> _Task description_: Please could you give again the lines from the one holding "You are given a photograph. For the horse in" through the final line of the data below, exactly, with no other lines?
[Start of section]
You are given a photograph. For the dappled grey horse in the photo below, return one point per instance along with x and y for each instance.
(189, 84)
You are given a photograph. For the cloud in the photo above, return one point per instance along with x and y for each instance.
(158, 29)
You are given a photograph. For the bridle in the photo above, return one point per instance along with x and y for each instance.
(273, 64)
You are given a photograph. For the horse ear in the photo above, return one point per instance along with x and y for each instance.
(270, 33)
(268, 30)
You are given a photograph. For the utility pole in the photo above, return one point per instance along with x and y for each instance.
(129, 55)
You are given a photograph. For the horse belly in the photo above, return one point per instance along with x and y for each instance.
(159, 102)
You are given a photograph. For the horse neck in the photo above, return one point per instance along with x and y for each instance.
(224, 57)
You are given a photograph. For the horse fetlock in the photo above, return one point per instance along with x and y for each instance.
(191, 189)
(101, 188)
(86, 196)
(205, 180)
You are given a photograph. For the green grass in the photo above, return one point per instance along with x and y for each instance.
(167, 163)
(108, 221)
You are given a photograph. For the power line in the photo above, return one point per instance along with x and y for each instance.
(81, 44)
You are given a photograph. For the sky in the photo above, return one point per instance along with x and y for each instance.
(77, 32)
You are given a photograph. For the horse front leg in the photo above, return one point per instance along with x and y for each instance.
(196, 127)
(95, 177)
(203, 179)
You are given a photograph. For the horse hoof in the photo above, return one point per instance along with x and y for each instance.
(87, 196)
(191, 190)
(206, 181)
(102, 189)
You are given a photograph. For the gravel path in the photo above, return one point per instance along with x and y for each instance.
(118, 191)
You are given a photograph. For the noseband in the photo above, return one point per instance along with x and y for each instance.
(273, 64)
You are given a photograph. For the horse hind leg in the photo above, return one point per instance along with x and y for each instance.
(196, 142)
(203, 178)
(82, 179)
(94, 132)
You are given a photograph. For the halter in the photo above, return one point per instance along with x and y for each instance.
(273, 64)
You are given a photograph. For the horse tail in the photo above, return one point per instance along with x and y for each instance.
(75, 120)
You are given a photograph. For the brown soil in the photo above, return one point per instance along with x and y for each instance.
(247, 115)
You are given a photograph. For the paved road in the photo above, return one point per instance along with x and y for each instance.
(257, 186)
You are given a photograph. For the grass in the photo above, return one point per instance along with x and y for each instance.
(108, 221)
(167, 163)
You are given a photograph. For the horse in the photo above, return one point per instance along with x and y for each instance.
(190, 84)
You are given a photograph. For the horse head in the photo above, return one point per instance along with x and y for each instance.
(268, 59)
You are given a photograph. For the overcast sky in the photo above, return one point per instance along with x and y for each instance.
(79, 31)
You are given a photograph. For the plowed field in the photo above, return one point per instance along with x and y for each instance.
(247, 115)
[End of section]
> _Final answer_:
You are given a photograph. For the horse in the photo above, return one point per instance along with x and y for each instance.
(190, 84)
You are given a photograph. For the horse head in the photo above, return one point per instance along with x and y for each instance.
(268, 59)
You are given a photograph. For the overcast sky in the photo above, return one point per instance along with x and y for each instance.
(79, 31)
You are given a photograph. For the plowed field in the photo above, return one point per instance along with x and y for each instance.
(247, 115)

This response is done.